• Problem statement:
Transcribe all of the data below verbatim, preserving every line without alteration.

..............................

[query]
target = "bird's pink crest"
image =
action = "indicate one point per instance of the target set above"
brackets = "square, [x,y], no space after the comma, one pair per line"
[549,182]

..............................

• Right answer:
[query]
target = "bird's pink crest"
image =
action = "indicate one point per instance of the target set above"
brackets = "square, [x,y], no space after the comma, one pair per line"
[549,182]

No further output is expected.